• _DIRECTIVE_
Reproduce the listing below word for word, beginning with the line that contains "# give the mask of every instance of the construction", including that line, and continuing through to the very end of the listing.

————

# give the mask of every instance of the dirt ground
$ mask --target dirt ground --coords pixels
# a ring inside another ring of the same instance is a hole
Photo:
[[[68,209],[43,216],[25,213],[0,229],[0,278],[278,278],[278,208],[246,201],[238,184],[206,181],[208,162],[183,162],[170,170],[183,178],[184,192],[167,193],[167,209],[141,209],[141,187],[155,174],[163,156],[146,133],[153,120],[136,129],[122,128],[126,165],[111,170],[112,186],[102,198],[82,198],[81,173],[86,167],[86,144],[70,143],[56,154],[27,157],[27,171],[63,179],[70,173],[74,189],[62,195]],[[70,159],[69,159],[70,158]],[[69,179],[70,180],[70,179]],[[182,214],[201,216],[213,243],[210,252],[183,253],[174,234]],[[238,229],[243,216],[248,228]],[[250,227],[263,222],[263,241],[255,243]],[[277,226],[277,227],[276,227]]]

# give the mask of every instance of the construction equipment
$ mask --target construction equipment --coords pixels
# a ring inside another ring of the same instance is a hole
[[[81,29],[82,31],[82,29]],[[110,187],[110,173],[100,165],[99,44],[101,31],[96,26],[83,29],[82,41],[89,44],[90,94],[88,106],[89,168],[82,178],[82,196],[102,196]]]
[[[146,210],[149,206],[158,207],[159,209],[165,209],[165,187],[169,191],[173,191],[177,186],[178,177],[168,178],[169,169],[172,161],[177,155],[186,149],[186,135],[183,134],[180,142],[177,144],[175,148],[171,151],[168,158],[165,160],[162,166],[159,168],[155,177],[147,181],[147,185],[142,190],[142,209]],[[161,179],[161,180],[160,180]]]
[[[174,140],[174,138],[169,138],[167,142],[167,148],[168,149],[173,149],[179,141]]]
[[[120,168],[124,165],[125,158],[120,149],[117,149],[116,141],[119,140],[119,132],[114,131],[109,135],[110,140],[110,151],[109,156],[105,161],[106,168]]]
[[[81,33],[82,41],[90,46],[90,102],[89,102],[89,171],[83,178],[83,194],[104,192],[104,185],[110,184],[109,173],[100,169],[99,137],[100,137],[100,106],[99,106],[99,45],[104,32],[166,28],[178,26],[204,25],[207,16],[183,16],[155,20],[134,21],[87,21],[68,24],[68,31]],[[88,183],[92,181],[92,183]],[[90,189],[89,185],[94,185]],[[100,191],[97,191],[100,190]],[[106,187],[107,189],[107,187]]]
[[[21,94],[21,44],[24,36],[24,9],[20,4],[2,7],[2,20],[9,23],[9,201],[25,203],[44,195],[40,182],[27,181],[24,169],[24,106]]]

————

• _RESULT OF THE TASK_
# give the mask of every instance of the construction equipment
$ mask --target construction equipment --coords pixels
# a ring inside another ring of the same instance is a hole
[[[81,29],[82,31],[82,29]],[[110,187],[110,173],[100,165],[99,44],[101,31],[96,26],[83,29],[82,41],[89,44],[90,94],[88,106],[89,168],[82,178],[82,196],[102,196]]]
[[[146,210],[149,206],[158,207],[159,209],[165,209],[165,187],[169,191],[173,191],[177,186],[178,177],[168,178],[169,169],[172,161],[177,155],[186,149],[186,135],[183,134],[180,142],[177,144],[175,148],[171,151],[168,158],[165,160],[162,166],[159,168],[155,177],[147,181],[147,185],[142,190],[142,209]],[[161,179],[161,180],[160,180]]]
[[[174,140],[174,138],[169,138],[167,142],[167,148],[168,149],[173,149],[179,141]]]
[[[120,168],[124,165],[125,158],[120,149],[117,149],[116,141],[119,140],[119,132],[114,131],[109,135],[110,140],[110,151],[109,156],[105,161],[106,168]]]
[[[81,33],[82,41],[90,46],[90,102],[89,102],[89,171],[83,178],[83,194],[104,192],[104,185],[110,184],[109,173],[100,169],[99,137],[100,137],[100,106],[99,106],[99,45],[104,32],[166,28],[178,26],[204,25],[207,16],[183,16],[155,20],[134,21],[87,21],[68,24],[68,31]],[[88,183],[92,181],[92,183]],[[90,189],[89,185],[94,185]],[[100,191],[97,191],[100,190]],[[106,187],[107,189],[107,187]]]
[[[21,94],[21,44],[24,36],[24,9],[20,4],[2,7],[2,20],[9,23],[9,201],[25,203],[44,195],[40,182],[27,181],[24,169],[24,106]]]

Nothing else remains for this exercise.